= GIVEN TEXT =
━━━━

# An Application to Mango Patchiness Analysis

Recently, a statistical methodology has been proposed to characterize plant patchiness at the plant scale [[FDDPLNG16](http://ieeexplore.ieee.org/abstract/document/7818290)].
However, little is known about patchiness at the whole population scale.
To characterize patchiness at the plant scale, a segmentation/clustering of tree-indexed data method has been proposed in order to split an heterogeneous tree into multiple homogeneous subtrees.
After the clustering, the tree can be summarized into a multivariate count denoting the number of subtrees in each cluster (i.e., patch type).
Mixture of multinomial splitting distributions can therefore be considered to recover the different types of tree patchiness that can be found in the plant population.
Such a mixture model is of high interest since it enables to discriminate the types of tree patchiness according to the :

* number of patches present on trees, by fitting different sum distributions within components of the mixture model,
* distribution of these patches among types, by fitting different singular distributions within components of the mixture model.

We here consider results presented by [[FDDPLNG16](http://ieeexplore.ieee.org/abstract/document/7818290)] to conduct our *post-hoc* analysis.
Three different types of patches have been identified for mango trees: vegetative patches which contain almost only vegetative growth units (GU, plant elementary component), reproductive patches which contain almost only GUs that flowered or fructified and quiescent patches which contain GUs that did not burst, flowered nor fructified (labeled respectively as 1, 2, 3).

First, we need:
    
* to import `matplotlib` package.

In [1]:
import matplotlib
%matplotlib nbagg
from matplotlib import pyplot

* to import `linalg` and `core` modules of the `statiskit` package.

In [2]:
from statiskit import (linalg,
                       core)

* to load the dataset.

In [3]:
from statiskit.data import core as data
data = data.load('FPD18')

Multinomial splitting distributions of mixture components were of dimension $3$, where $N_0$ (resp. $N_1$ and $N_2$) denotes the number of vegetative (resp. reproductive and quiescent) patches observed within a tree.
Only the multinomial and the Dirichlet multinomial  were considered for the singular distribution.
Within each component the parametric form of the singuar distribution was selected using the BIC.

In [4]:
singular_estimator = core.singular_selection('MN', 'DM')

━━━━

In the mango patchiness text, which criterion was used within each component to select the parametric form of the singular distribution? The entries that come next have no connection to the mango patchiness text.

(Data drawn from a collection)
━━━━

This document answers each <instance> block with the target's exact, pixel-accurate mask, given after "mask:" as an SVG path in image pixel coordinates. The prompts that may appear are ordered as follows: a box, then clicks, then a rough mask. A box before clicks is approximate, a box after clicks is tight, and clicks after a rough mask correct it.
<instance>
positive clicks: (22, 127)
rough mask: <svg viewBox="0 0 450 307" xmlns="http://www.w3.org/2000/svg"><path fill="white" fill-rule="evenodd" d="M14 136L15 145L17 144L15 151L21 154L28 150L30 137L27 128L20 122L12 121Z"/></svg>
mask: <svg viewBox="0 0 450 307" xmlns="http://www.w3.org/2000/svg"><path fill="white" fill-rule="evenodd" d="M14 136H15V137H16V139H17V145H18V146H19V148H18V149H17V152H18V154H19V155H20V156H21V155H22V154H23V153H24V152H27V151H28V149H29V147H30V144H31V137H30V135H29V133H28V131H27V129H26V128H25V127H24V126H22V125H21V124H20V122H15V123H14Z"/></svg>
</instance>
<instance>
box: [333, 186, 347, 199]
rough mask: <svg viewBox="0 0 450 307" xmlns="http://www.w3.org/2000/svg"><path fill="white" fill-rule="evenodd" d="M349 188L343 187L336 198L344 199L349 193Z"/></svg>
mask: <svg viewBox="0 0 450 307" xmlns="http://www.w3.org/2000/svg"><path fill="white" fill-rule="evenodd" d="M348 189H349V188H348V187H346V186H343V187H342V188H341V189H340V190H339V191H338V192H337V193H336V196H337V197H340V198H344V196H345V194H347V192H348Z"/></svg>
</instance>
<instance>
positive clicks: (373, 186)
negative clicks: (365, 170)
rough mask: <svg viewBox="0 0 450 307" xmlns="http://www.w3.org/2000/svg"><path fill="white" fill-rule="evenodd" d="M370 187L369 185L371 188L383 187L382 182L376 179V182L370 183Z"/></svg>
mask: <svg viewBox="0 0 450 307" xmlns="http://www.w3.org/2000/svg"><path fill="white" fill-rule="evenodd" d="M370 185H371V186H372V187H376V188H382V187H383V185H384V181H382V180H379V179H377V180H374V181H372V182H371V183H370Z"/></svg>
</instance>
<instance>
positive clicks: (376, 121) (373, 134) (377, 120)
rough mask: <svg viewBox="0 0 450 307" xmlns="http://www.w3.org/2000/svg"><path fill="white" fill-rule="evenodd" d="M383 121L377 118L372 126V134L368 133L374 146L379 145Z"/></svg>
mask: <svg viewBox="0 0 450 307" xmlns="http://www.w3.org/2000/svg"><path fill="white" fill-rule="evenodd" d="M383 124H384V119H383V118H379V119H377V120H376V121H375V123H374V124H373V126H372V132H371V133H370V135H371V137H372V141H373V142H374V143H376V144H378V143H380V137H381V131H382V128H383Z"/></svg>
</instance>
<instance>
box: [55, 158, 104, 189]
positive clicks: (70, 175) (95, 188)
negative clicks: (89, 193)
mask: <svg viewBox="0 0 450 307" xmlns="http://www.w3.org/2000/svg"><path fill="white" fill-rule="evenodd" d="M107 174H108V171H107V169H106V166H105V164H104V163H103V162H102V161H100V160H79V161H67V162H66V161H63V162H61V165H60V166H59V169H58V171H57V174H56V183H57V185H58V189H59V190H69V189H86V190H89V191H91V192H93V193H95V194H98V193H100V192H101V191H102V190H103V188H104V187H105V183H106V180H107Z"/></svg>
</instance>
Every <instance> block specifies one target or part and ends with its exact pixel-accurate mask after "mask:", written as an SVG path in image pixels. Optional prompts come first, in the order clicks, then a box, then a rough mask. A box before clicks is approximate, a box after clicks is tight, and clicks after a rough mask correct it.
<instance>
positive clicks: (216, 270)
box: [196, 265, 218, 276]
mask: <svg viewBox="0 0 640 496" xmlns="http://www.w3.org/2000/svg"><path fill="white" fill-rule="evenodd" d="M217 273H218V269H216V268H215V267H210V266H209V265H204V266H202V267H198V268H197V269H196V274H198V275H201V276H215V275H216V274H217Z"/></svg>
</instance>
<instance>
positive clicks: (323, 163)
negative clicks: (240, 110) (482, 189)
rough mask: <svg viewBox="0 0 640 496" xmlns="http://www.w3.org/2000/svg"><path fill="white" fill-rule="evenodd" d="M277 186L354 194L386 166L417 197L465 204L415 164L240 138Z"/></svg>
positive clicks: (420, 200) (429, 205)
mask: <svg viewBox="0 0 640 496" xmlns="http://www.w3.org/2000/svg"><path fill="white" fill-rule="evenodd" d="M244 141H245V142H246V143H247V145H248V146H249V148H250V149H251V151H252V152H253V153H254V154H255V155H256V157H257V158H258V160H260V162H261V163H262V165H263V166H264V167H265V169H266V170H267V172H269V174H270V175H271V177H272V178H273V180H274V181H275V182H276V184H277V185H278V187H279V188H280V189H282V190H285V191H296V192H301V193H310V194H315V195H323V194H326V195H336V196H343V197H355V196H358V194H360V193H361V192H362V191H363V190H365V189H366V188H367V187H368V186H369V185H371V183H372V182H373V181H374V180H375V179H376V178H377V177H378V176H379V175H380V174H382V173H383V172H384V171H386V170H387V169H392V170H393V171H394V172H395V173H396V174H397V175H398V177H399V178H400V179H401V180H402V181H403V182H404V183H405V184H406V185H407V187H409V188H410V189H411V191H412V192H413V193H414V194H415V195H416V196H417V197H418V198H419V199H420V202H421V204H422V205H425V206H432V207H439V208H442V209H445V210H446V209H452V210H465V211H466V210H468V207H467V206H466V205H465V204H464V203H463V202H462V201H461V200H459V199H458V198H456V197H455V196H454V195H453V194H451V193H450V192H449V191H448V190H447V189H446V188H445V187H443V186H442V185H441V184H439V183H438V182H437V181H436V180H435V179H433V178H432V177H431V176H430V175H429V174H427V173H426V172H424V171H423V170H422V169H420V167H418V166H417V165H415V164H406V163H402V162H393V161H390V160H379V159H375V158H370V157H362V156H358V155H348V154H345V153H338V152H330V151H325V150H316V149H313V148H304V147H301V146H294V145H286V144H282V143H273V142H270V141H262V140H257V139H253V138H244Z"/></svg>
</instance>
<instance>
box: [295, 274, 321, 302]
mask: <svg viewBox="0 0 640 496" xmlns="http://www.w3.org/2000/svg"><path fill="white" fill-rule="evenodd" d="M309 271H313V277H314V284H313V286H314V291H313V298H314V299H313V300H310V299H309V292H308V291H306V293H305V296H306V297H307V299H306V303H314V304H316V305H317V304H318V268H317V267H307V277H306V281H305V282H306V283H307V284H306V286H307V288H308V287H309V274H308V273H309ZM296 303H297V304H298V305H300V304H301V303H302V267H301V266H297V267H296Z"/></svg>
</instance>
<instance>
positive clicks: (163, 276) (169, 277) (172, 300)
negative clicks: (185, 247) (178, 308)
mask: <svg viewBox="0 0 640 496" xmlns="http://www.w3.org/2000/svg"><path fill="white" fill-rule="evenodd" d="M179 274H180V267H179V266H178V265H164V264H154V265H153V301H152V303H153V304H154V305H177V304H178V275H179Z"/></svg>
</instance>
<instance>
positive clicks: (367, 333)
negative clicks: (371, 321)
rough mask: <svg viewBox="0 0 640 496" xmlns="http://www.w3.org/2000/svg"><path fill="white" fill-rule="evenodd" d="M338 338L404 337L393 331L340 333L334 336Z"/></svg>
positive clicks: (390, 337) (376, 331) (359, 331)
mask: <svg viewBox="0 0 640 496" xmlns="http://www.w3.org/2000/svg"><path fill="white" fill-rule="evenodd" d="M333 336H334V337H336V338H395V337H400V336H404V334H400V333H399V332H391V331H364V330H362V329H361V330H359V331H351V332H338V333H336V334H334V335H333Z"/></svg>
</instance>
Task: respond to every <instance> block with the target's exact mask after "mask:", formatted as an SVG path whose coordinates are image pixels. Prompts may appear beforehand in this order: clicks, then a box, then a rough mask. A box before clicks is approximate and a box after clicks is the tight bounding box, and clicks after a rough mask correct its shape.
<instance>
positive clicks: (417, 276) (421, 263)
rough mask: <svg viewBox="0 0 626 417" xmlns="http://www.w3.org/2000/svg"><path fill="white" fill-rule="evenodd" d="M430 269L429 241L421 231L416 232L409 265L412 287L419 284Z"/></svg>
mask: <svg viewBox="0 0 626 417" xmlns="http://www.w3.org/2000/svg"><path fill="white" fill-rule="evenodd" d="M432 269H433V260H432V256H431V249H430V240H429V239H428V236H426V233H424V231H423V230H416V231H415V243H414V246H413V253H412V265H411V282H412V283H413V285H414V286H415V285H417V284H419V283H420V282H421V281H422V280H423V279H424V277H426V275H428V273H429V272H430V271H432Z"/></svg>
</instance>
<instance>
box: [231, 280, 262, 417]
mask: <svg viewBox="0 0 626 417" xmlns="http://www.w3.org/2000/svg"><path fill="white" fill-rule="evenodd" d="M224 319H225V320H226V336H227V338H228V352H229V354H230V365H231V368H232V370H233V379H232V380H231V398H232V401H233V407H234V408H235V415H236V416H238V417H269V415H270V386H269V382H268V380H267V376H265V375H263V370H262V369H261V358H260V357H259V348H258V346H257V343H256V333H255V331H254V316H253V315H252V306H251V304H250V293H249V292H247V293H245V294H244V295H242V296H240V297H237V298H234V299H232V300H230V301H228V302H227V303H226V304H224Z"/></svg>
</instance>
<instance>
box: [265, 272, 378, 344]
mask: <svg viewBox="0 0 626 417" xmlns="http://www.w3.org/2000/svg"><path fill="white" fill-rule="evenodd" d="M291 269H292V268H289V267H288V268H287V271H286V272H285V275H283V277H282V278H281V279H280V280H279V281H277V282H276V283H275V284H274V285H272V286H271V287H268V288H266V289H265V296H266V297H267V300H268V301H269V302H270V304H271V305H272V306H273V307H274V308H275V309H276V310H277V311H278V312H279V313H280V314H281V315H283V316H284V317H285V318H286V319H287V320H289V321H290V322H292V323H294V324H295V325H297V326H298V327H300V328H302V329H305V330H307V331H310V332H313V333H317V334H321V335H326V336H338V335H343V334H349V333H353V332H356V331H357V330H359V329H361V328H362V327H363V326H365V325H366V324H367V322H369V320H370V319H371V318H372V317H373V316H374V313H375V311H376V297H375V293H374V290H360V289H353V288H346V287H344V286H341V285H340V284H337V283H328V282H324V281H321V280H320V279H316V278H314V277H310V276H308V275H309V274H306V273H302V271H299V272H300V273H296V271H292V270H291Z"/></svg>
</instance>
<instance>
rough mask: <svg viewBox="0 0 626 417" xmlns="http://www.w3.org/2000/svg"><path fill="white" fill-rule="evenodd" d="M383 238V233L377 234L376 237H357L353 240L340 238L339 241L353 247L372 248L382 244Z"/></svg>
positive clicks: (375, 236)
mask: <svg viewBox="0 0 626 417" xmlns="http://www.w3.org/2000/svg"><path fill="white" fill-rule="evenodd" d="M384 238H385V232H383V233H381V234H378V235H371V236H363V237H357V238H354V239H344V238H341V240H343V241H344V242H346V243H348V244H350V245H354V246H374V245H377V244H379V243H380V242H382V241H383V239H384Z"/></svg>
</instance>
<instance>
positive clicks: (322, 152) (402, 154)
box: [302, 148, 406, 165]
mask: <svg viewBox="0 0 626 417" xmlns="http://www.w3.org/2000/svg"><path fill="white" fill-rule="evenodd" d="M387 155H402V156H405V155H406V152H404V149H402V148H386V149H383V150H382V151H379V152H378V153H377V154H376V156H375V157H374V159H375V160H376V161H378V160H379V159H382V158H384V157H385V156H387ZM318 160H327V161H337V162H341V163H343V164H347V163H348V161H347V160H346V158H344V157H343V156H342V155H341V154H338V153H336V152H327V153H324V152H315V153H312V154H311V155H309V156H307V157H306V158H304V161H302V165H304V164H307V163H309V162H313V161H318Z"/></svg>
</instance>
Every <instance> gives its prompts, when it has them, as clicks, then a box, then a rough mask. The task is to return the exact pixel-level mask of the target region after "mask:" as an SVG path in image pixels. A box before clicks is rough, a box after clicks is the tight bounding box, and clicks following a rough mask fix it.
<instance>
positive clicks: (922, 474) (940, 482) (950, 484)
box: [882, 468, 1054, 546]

━━━━

= RESULT OF THIS TASK =
The BIC.